出題 A:
日本代表の初戦を扱った次の記事について、(i)〜(iii)の記述が記事の内容と合っているかをそれぞれ「はい」か「いいえ」で答えよ。根拠となる記事中の語句もそのまま引用すること。
(i) 日本の初戦の相手はトルクメニスタンである。
(ii) 前日会見には森保一監督だけが出席した。
(iii) 吉田麻也は中澤佑二から22番を引き継いだ。

本文抜粋:
□ □ □ □
日本が向き合う「初戦」の難しさ 日々是亜洲杯2019(1月8日)

宇都宮徹壱

「まだまだ中澤選手に追いつけていない」

前日会見に臨む、森保一監督(左)と吉田麻也。引退を表明したレジェンドに関する質問があった 【宇都宮徹壱】

 アジアカップ4日目。この日はアブダビでイラク対ベトナムが、そしてドバイではサウジアラビア対北朝鮮の試合が行われる。このうちイラク対ベトナムは、非常に興味がそそられるカードである。が、この日は同じアブダビにて、日本代表の前日会見が予定されていた。グループFの日本は9日、トルクメニスタンとの初戦を迎える。この試合の重要性をかんがみるなら、やはりこちらを優先するほかないだろう。

 前日会見には、森保一監督に加えてキャプテンの吉田麻也も同席。冒頭、現役引退が発表されたばかりの元日本代表、中澤佑二と楢崎正剛についてコメントを求められた吉田は、やや神妙な面持ちでこう語った。

「楢崎選手に関しては、個人的にもずっと憧れてきて、背中を追い続けた選手です。中澤選手に関しても、(彼が)代表を去ってから同じ22番を引き継いで、ずっと背中を追いかけてきました。正直、見えない背中を追いかけている感覚でしたね。もちろん、試合数もゴール数も、まだまだ中澤選手に追いつけていないですが(苦笑)」

 吉田が日本代表に定着したのは2011年のアジアカップ以降で、楢崎や中澤とは入れ替わるタイミングであった。それでも楢崎は名古屋グランパス時代の先輩であり、中澤についても(当人が言及するように)22番とディフェンスリーダーの役割を引き継いで今に至っている。その吉田も代表のキャプテンマークを託され、世代交代が進むチームのけん引役が求められる立場となった。それでも「まだまだ中澤選手に追いつけていない」という言葉から、謙遜(けんそん)めいたものは微塵も感じられない。
□ □ □ □
出題 B: 下のリストから、文字列「grey」を含む行をすべて探し出し、書き写せ。大文字と小文字は区別する。

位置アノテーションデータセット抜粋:
□ □ □ □
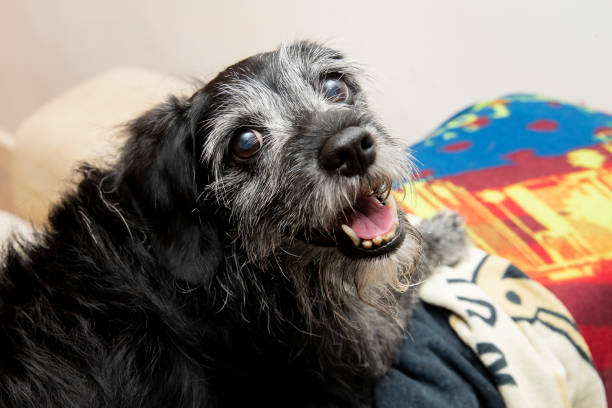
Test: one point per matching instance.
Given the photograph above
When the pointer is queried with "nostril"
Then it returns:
(349, 152)
(367, 142)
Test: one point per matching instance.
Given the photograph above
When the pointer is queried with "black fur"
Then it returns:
(139, 294)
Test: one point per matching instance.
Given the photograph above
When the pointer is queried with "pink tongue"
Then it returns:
(371, 218)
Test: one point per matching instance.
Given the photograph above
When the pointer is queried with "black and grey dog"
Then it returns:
(244, 250)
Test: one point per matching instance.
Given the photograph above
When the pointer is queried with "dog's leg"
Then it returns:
(444, 238)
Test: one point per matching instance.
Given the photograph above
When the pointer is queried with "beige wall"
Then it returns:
(427, 58)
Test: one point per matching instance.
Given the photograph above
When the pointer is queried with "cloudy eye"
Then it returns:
(246, 142)
(334, 89)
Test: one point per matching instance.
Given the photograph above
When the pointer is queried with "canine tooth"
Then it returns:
(392, 203)
(389, 236)
(352, 235)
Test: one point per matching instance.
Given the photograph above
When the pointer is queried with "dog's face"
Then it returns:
(284, 145)
(296, 155)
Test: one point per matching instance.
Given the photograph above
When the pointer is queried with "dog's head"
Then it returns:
(278, 154)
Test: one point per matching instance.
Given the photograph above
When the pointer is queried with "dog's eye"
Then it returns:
(334, 89)
(246, 142)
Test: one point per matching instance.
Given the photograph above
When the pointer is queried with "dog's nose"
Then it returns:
(348, 152)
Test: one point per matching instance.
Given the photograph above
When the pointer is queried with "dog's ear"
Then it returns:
(159, 173)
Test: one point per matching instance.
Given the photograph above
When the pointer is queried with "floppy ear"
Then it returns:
(158, 174)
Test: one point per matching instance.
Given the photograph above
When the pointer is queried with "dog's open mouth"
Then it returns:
(370, 228)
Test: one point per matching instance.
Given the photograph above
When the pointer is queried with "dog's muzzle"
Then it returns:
(349, 152)
(371, 226)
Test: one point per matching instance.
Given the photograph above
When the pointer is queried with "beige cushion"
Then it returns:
(6, 146)
(81, 124)
(9, 224)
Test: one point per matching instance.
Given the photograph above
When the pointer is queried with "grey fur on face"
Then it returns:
(283, 194)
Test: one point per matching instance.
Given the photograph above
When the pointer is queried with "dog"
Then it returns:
(244, 249)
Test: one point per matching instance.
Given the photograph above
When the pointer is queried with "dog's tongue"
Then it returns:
(371, 218)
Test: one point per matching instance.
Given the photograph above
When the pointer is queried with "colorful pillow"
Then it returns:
(533, 178)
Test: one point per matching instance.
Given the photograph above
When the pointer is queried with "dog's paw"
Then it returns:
(444, 238)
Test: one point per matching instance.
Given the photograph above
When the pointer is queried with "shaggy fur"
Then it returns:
(181, 277)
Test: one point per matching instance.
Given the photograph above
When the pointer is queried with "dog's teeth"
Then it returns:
(352, 235)
(389, 236)
(392, 203)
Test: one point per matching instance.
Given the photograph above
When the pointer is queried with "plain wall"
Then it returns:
(426, 59)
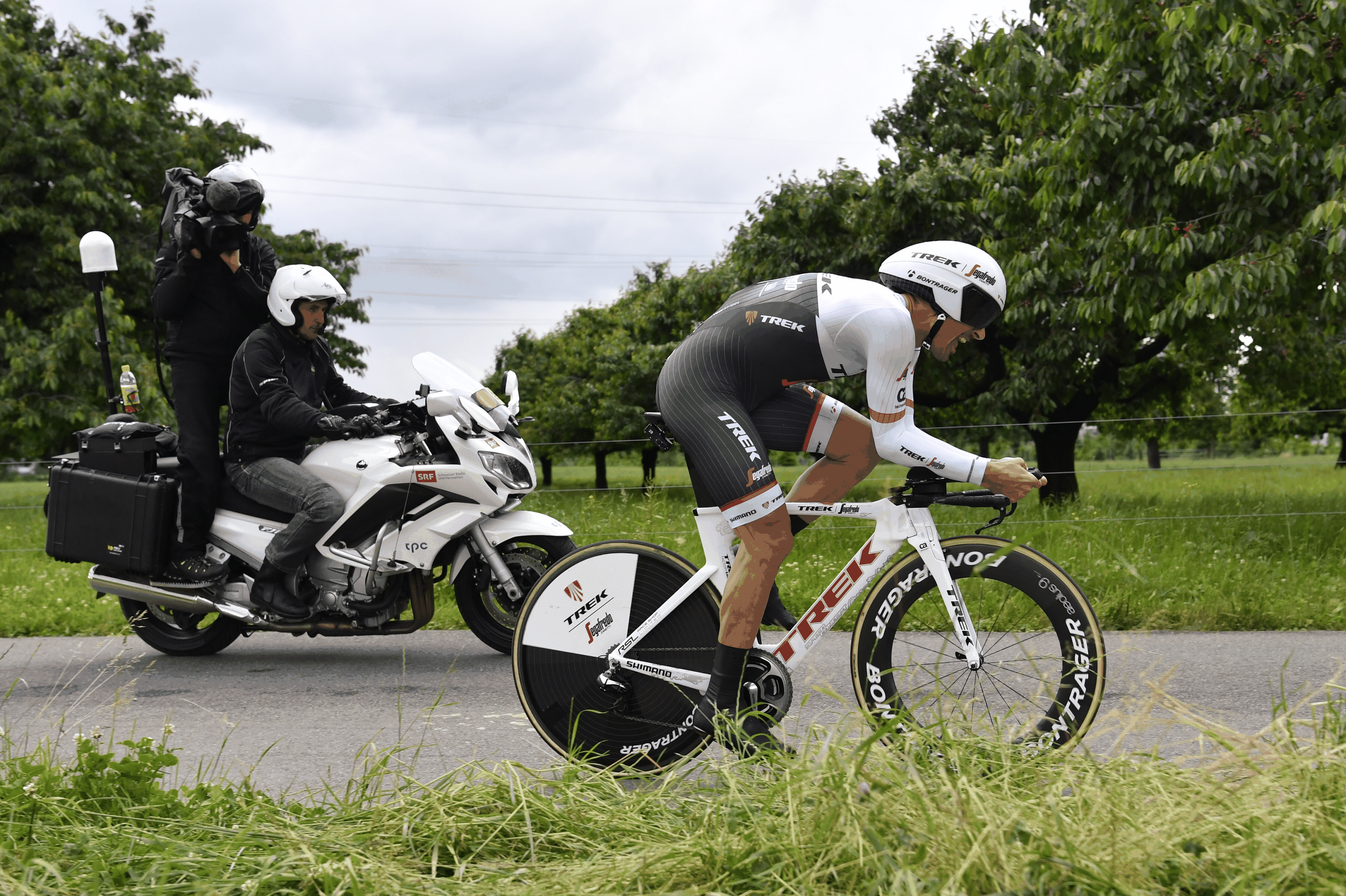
□ □ □ □
解答 A:
(i) はい。「トルクメニスタンとの初戦を迎える」
(ii) いいえ。「森保一監督に加えてキャプテンの吉田麻也も同席」
(iii) はい。「同じ22番を引き継いで」

解答 B:
When the pointer is queried with "black and grey dog"
When the pointer is queried with "grey fur on face"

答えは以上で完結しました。